### EXERCISE BRIEF:
Transcription, pictures excluded: write out the data below exactly.

Records from a data collection
=-=-=
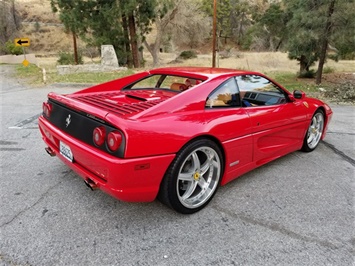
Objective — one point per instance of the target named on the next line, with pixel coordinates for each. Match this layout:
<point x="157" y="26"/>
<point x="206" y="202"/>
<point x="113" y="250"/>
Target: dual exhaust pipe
<point x="88" y="182"/>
=-=-=
### RESULT FOR THIS TASK:
Objective — one point per instance of the target named on the next line, with pixel coordinates for each. Match this layout:
<point x="157" y="26"/>
<point x="206" y="202"/>
<point x="113" y="250"/>
Target: dual exhaust pipe
<point x="88" y="182"/>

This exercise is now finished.